[EXERCISE] Take the line that contains "I would appreciate it if you could identify the silver parked" as the first line and the last line of the material below as the final one; reproduce exactly the lines between, inclusive.

[RECORDS SUPPLIED]
|---|

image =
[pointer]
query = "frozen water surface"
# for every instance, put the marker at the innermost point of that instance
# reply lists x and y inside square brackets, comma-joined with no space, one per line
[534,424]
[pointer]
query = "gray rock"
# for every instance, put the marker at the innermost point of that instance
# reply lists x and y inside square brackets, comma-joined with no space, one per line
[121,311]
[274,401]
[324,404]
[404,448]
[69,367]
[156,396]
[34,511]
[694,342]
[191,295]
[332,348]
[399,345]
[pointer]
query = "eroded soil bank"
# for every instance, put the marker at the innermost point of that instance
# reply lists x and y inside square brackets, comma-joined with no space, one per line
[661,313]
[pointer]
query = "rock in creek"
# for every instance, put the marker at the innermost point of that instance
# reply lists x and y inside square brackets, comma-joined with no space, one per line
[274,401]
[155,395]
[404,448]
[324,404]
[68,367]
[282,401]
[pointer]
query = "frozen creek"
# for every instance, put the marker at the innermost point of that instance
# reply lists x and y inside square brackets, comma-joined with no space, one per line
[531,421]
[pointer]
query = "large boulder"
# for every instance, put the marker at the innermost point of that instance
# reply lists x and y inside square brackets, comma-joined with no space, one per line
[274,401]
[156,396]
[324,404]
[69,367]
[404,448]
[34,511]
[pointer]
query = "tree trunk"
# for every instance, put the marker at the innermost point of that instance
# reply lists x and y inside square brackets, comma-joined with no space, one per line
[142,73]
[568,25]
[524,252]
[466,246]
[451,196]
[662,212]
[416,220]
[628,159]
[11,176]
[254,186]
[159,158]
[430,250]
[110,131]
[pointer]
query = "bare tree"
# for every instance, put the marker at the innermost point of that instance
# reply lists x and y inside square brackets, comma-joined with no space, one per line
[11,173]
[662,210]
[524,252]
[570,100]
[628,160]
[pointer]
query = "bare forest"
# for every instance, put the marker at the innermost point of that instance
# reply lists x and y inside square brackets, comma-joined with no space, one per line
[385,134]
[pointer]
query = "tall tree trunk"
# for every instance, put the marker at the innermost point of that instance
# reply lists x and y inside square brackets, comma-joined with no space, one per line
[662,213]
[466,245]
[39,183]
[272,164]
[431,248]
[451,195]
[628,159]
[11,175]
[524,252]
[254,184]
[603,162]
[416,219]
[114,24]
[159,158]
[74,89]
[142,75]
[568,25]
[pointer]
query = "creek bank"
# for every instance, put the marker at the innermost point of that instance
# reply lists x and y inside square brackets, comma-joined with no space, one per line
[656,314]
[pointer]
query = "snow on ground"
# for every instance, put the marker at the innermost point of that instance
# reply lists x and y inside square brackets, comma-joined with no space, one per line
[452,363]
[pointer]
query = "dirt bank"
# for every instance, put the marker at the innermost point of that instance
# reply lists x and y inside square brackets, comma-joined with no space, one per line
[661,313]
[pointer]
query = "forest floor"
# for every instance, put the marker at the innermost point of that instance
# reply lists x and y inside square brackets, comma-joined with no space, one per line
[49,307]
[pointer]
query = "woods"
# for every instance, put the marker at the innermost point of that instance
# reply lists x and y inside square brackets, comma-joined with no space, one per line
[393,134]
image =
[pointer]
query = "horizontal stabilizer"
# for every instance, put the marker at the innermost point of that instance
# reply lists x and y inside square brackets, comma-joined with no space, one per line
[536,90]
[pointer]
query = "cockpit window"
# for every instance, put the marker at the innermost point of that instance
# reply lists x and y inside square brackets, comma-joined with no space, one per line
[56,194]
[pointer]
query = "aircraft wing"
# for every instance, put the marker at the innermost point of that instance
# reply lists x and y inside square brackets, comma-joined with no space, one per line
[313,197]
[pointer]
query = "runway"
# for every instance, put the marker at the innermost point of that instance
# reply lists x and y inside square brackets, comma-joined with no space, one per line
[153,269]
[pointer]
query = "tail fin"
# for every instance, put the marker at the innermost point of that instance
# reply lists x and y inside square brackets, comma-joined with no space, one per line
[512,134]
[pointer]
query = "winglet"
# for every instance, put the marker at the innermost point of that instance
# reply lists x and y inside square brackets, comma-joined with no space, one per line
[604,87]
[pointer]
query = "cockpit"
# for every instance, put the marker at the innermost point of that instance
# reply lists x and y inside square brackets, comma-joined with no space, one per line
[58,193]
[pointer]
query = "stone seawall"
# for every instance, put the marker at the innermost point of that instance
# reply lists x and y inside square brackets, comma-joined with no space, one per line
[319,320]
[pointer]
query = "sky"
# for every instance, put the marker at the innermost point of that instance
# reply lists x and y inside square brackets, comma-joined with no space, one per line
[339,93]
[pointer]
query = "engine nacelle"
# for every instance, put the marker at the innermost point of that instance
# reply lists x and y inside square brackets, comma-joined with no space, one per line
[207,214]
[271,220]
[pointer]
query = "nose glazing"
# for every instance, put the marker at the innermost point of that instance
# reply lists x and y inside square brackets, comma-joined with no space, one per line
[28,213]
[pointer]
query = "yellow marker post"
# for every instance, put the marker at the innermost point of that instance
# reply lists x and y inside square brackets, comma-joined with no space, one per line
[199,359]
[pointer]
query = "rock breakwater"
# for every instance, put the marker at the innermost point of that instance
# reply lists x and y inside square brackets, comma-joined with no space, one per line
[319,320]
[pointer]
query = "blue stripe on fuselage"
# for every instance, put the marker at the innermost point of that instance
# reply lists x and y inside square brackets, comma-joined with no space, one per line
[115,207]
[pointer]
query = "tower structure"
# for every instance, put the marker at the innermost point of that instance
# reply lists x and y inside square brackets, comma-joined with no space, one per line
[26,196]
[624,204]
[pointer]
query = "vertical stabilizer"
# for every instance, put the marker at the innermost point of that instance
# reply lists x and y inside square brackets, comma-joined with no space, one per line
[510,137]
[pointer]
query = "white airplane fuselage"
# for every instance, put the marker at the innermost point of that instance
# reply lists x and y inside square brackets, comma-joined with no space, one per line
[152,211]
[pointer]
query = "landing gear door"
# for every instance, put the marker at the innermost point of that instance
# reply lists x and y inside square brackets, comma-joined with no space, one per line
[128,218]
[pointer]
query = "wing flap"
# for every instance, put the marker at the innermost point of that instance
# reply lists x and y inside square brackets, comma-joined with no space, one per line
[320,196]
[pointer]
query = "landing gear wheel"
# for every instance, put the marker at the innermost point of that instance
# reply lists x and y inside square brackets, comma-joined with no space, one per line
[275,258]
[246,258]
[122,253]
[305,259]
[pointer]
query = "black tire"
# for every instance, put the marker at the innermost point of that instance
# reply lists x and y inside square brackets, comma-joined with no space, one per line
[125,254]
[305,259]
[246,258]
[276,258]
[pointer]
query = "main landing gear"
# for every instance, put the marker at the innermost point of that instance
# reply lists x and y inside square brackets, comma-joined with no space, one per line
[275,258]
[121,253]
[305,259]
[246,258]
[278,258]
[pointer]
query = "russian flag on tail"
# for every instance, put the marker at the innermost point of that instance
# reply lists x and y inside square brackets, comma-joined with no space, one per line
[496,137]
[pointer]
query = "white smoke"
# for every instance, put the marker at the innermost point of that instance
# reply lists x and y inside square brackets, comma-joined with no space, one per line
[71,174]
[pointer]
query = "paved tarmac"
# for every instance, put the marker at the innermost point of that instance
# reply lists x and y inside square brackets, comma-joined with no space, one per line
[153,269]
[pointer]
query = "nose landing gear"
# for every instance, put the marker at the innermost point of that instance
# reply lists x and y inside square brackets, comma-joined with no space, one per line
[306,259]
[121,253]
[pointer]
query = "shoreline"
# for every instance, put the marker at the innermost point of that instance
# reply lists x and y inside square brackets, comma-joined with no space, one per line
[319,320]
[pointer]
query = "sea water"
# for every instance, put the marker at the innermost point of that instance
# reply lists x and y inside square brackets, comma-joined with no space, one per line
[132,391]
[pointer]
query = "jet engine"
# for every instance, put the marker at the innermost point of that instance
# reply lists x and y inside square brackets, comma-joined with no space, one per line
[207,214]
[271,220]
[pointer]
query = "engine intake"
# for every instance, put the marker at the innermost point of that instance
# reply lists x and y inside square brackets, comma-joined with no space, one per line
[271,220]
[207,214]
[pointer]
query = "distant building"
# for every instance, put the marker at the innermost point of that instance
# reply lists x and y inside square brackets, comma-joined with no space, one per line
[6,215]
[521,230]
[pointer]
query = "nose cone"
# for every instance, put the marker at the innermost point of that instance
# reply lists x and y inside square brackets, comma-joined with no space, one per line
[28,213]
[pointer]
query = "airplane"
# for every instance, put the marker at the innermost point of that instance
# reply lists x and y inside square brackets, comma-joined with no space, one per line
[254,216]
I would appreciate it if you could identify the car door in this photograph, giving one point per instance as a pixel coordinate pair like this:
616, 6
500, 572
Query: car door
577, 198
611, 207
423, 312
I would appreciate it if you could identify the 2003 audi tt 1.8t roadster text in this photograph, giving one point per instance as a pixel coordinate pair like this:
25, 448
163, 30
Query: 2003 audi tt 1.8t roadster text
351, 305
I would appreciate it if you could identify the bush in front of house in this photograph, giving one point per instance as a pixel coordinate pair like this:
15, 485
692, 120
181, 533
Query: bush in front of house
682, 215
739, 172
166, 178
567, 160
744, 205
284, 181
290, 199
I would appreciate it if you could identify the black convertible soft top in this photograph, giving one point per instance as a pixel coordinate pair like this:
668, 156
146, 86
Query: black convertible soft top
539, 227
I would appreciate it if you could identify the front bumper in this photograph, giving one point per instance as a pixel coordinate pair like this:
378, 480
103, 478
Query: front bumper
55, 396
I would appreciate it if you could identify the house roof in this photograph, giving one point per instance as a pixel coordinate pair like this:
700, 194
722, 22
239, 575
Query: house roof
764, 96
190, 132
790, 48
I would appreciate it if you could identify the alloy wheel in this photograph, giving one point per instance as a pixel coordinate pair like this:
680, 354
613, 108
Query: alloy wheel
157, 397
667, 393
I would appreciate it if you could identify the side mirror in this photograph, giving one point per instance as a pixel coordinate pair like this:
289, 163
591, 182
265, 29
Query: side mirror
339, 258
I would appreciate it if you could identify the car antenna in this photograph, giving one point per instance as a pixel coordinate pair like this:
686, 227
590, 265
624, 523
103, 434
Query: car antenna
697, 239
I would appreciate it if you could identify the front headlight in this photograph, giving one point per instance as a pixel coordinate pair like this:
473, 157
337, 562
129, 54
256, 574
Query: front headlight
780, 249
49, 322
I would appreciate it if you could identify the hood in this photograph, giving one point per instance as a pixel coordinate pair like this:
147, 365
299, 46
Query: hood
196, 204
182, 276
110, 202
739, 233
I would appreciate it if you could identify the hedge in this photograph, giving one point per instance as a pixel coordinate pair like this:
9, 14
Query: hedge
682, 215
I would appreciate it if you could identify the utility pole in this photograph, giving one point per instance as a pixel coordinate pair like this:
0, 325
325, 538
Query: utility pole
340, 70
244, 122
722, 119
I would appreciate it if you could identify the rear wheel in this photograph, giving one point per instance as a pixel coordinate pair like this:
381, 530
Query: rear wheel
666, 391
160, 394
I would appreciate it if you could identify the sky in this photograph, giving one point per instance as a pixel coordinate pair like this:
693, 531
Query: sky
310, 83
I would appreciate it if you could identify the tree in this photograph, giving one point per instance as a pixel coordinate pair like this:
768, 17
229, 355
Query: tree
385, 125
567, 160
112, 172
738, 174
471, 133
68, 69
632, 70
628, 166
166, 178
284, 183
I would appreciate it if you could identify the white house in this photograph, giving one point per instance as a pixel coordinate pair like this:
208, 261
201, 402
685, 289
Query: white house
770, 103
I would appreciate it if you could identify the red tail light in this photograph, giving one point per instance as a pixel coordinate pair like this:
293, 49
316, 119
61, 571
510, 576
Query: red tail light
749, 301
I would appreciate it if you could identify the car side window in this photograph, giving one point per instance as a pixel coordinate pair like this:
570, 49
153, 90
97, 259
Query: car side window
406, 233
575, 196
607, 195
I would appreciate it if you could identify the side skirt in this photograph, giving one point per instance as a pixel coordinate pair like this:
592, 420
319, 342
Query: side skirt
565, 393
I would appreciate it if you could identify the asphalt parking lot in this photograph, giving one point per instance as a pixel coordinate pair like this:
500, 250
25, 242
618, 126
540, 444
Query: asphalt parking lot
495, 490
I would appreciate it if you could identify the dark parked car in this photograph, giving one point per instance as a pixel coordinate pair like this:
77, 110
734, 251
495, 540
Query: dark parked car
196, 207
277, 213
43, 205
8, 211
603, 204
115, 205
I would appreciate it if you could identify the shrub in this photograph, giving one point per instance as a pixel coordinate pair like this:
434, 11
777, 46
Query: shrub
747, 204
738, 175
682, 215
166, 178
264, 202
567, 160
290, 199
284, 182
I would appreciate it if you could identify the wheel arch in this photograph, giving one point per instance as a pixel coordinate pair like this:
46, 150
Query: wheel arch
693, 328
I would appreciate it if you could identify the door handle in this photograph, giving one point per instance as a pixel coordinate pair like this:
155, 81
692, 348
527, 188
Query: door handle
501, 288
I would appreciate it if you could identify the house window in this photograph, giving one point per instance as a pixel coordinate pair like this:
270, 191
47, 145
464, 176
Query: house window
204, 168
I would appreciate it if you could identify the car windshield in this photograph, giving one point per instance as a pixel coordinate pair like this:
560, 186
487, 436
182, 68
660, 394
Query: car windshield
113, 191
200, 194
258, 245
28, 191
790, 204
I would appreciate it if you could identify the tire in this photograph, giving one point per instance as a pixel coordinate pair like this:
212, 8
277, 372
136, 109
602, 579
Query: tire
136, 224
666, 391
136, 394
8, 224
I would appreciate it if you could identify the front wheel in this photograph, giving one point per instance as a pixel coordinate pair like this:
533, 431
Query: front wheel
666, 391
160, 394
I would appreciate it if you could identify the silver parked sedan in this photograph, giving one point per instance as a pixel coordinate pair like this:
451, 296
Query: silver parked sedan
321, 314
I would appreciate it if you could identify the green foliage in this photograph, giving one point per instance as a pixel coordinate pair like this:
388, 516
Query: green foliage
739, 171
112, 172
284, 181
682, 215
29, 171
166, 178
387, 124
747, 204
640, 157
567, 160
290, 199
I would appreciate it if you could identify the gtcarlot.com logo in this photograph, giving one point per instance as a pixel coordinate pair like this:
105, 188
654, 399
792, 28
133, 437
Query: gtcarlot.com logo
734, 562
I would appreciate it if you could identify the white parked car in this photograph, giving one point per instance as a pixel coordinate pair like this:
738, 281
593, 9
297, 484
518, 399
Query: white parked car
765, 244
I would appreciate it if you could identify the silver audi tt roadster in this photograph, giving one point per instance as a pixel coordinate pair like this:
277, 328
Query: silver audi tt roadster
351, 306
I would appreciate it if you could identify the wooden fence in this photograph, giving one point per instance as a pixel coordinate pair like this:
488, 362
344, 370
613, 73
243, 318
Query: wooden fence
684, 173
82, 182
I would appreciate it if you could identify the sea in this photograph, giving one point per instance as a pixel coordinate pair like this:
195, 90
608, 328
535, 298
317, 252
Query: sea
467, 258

|---|

[RESULT]
I would appreciate it if you could identify the silver parked sedan in this photograph, giving one point per instance as a pixel coordinate pair like this:
451, 296
Query: silver parked sedan
321, 314
I would appreciate it if you could identify the green foliage in this photograph, giving one point per instance as a pixel coordinate pair like this:
388, 516
Query: green foliage
739, 171
112, 172
284, 181
682, 215
29, 171
166, 178
387, 124
747, 204
640, 157
567, 160
290, 199
I would appreciate it if you could identify the gtcarlot.com logo in this photograph, giving one point per instance as a pixel coordinate pair like this:
105, 188
654, 399
792, 28
133, 437
Query: gtcarlot.com logo
734, 562
I would appreciate it if you could identify the white parked car in this photograph, giving one point per instance as a pixel coordinate pair like this:
738, 281
593, 9
297, 484
518, 399
Query: white parked car
765, 244
I would appreciate it if you could identify the silver audi tt roadster in this photograph, giving one point per instance as a pixel coordinate pair like this:
277, 328
Query: silver audi tt roadster
351, 306
I would appreciate it if you could identify the wooden fence in this photograph, giving one point per instance as a pixel coordinate pair like this:
488, 362
344, 370
613, 73
243, 318
Query: wooden fence
684, 173
82, 182
I would appreciate it if you could identify the sea in this photograph, giving one point per instance as a pixel coordinate pair like this:
195, 90
608, 328
535, 298
317, 252
Query: sea
467, 258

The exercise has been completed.